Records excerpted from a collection
══════════
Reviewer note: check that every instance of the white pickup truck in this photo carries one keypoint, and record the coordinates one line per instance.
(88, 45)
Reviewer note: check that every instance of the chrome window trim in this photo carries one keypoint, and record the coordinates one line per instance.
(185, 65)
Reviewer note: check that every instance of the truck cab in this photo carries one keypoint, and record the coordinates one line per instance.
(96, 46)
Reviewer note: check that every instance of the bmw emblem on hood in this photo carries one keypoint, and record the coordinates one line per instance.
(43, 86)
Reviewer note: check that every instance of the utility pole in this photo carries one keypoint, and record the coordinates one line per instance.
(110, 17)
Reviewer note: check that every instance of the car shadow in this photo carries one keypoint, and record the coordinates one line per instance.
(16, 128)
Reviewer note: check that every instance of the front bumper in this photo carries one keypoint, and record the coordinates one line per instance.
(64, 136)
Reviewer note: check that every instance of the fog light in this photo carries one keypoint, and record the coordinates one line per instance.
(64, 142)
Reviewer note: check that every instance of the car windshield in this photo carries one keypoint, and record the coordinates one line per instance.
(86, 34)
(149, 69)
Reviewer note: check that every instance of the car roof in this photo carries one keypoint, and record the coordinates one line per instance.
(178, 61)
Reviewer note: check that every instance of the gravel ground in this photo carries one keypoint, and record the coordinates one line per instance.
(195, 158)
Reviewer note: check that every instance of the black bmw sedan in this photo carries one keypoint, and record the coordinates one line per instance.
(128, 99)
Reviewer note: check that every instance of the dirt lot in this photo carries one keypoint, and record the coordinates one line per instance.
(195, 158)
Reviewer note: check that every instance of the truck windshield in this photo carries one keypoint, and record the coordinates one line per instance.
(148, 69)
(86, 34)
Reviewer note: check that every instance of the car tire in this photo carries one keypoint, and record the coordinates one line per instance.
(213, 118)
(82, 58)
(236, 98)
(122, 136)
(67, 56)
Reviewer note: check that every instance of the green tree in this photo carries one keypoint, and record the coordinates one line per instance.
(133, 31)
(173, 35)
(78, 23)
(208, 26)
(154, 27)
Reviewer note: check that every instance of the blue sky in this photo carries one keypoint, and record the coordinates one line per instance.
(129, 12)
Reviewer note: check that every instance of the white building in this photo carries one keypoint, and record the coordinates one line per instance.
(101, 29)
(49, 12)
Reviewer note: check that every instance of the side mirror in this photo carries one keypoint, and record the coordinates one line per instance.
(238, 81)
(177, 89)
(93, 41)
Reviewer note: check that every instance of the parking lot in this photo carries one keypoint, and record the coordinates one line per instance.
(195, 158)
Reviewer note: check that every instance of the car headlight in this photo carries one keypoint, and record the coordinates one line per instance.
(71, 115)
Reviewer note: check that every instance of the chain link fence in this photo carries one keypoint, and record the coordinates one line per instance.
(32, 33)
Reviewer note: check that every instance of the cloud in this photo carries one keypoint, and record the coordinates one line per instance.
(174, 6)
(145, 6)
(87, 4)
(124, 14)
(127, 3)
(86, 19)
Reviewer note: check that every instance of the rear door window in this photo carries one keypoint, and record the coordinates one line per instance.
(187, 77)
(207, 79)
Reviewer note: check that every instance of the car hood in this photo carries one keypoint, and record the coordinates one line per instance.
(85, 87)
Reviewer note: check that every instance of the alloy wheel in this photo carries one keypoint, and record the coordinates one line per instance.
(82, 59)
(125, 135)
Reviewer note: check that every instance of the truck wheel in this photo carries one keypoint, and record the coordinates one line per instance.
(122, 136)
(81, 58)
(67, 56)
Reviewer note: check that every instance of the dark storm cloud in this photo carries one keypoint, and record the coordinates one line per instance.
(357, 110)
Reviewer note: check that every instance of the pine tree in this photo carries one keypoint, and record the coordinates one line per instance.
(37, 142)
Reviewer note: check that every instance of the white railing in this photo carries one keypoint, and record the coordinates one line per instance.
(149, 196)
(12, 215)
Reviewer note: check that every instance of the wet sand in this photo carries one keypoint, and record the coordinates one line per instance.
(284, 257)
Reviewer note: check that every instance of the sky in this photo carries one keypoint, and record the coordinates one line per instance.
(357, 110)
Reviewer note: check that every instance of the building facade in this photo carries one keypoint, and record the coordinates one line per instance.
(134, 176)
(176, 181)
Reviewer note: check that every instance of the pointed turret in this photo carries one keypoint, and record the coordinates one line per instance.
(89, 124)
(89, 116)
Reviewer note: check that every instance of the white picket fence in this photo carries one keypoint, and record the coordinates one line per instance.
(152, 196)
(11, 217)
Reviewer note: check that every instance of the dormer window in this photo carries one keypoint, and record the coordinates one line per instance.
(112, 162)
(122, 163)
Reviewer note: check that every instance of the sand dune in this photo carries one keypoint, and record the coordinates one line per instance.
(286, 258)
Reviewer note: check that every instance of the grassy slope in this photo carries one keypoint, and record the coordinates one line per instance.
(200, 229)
══════════
## Aim of the task
Recast every line of the records above as a Markdown table with the columns n and Line, numbering the rows and leaving out blank lines.

## Result of this exercise
| n | Line |
|---|---|
| 1 | Reviewer note: check that every instance of the white pickup truck in this photo carries one keypoint, and record the coordinates one line per instance. |
| 2 | (88, 45) |
| 3 | Reviewer note: check that every instance of the chrome window trim in this photo carries one keypoint, and record the coordinates one line per instance. |
| 4 | (185, 65) |
| 5 | Reviewer note: check that every instance of the truck cab in this photo carries one keypoint, and record the coordinates one line per instance. |
| 6 | (96, 46) |
| 7 | Reviewer note: check that every instance of the bmw emblem on hood in this photo carries one keypoint, and record the coordinates one line per instance. |
| 8 | (43, 86) |
| 9 | Reviewer note: check that every instance of the utility pole in this photo carries one keypoint, and record the coordinates one line per instance. |
| 10 | (110, 17) |
| 11 | Reviewer note: check that every instance of the car shadow in this photo carries one keypoint, and record the coordinates one line per instance. |
| 12 | (16, 128) |
| 13 | Reviewer note: check that every instance of the front bumper in this photo carries one keypoint, and record the coordinates one line per instance. |
| 14 | (64, 136) |
| 15 | Reviewer note: check that every instance of the fog light in this photo carries one keypoint, and record the coordinates one line per instance. |
| 16 | (64, 142) |
| 17 | Reviewer note: check that every instance of the car windshield in this photo carries one keypoint, and record the coordinates one line per instance. |
| 18 | (86, 34) |
| 19 | (149, 69) |
| 20 | Reviewer note: check that every instance of the car roof in this photo carries one keypoint, and record the coordinates one line per instance. |
| 21 | (178, 61) |
| 22 | Reviewer note: check that every instance of the gravel ground in this photo carries one keypoint, and record the coordinates one line per instance. |
| 23 | (195, 158) |
| 24 | Reviewer note: check that every instance of the black bmw sedan in this photo carries one keypoint, and record the coordinates one line per instance. |
| 25 | (128, 99) |
| 26 | Reviewer note: check that every instance of the dirt lot in this photo carries one keypoint, and record the coordinates one line per instance. |
| 27 | (195, 158) |
| 28 | Reviewer note: check that every instance of the truck windshield in this photo carries one keypoint, and record the coordinates one line per instance. |
| 29 | (148, 69) |
| 30 | (86, 34) |
| 31 | Reviewer note: check that every instance of the car tire in this photo carries one keypoint, and record the coordinates one line per instance. |
| 32 | (213, 118) |
| 33 | (82, 58) |
| 34 | (236, 98) |
| 35 | (122, 136) |
| 36 | (67, 56) |
| 37 | Reviewer note: check that every instance of the green tree in this photo carries one keypoint, and record the coordinates one line per instance. |
| 38 | (133, 31) |
| 39 | (173, 35) |
| 40 | (78, 23) |
| 41 | (208, 26) |
| 42 | (154, 27) |
| 43 | Reviewer note: check that every instance of the blue sky in this photo carries one keypoint, and record the coordinates one line per instance. |
| 44 | (129, 12) |
| 45 | Reviewer note: check that every instance of the white building in this photo carries one keypoint, and record the coordinates one line per instance. |
| 46 | (101, 29) |
| 47 | (49, 12) |
| 48 | Reviewer note: check that every instance of the side mirror in this photo carries one keypoint, and record the coordinates one line per instance. |
| 49 | (238, 81) |
| 50 | (177, 89) |
| 51 | (93, 41) |
| 52 | Reviewer note: check that every instance of the parking lot in this photo carries one keypoint, and record the coordinates one line per instance. |
| 53 | (195, 158) |
| 54 | Reviewer note: check that every instance of the car headlight in this photo carries one keypoint, and record the coordinates one line per instance. |
| 55 | (71, 115) |
| 56 | Reviewer note: check that every instance of the chain link fence in this photo carries one keypoint, and record the coordinates one line per instance. |
| 57 | (32, 33) |
| 58 | Reviewer note: check that every instance of the cloud in this photo carries one keypoint, and record the coordinates one line per instance. |
| 59 | (174, 6) |
| 60 | (145, 6) |
| 61 | (87, 4) |
| 62 | (124, 14) |
| 63 | (127, 3) |
| 64 | (86, 19) |
| 65 | Reviewer note: check that every instance of the rear door window in this photo carries one keypoint, and record the coordinates one line per instance. |
| 66 | (187, 77) |
| 67 | (207, 79) |
| 68 | Reviewer note: check that every instance of the car hood in this photo carries one keypoint, and record the coordinates one line per instance. |
| 69 | (85, 87) |
| 70 | Reviewer note: check that every instance of the alloy wheel in this photo carries one keypoint, and record the coordinates one line per instance. |
| 71 | (82, 59) |
| 72 | (125, 135) |
| 73 | Reviewer note: check that every instance of the truck wheel in this photo carries one keypoint, and record the coordinates one line per instance. |
| 74 | (122, 136) |
| 75 | (81, 58) |
| 76 | (67, 56) |
| 77 | Reviewer note: check that every instance of the dark storm cloud in this photo carries one keypoint, and record the coordinates one line per instance. |
| 78 | (357, 110) |
| 79 | Reviewer note: check that every instance of the pine tree in this photo carries one keypoint, and record the coordinates one line per instance. |
| 80 | (37, 142) |
| 81 | Reviewer note: check that every instance of the white railing in this photo carries one keypoint, and record the coordinates one line per instance. |
| 82 | (149, 196) |
| 83 | (12, 215) |
| 84 | Reviewer note: check that every instance of the wet sand in this photo carries one keypoint, and record the coordinates one line per instance. |
| 85 | (284, 257) |
| 86 | Reviewer note: check that every instance of the sky in this photo carries one keypoint, and record the coordinates one line per instance. |
| 87 | (357, 110) |
| 88 | Reviewer note: check that every instance of the building facade in this photo carries one keypoint, and record the coordinates one line per instance. |
| 89 | (134, 176) |
| 90 | (176, 181) |
| 91 | Reviewer note: check that every instance of the pointed turret in this photo carries one keypoint, and record the coordinates one line per instance. |
| 92 | (89, 124) |
| 93 | (89, 116) |
| 94 | Reviewer note: check that every instance of the white picket fence in this photo carries one keypoint, and record the coordinates one line per instance. |
| 95 | (152, 196) |
| 96 | (11, 217) |
| 97 | Reviewer note: check that every instance of the dormer window in this photo carries one keypoint, and record the coordinates one line per instance. |
| 98 | (112, 162) |
| 99 | (122, 163) |
| 100 | Reviewer note: check that every instance of the sand dune in this photo carries one keypoint, and record the coordinates one line per instance. |
| 101 | (286, 258) |
| 102 | Reviewer note: check that every instance of the grassy slope in this photo carries one keypoint, and record the coordinates one line per instance. |
| 103 | (200, 229) |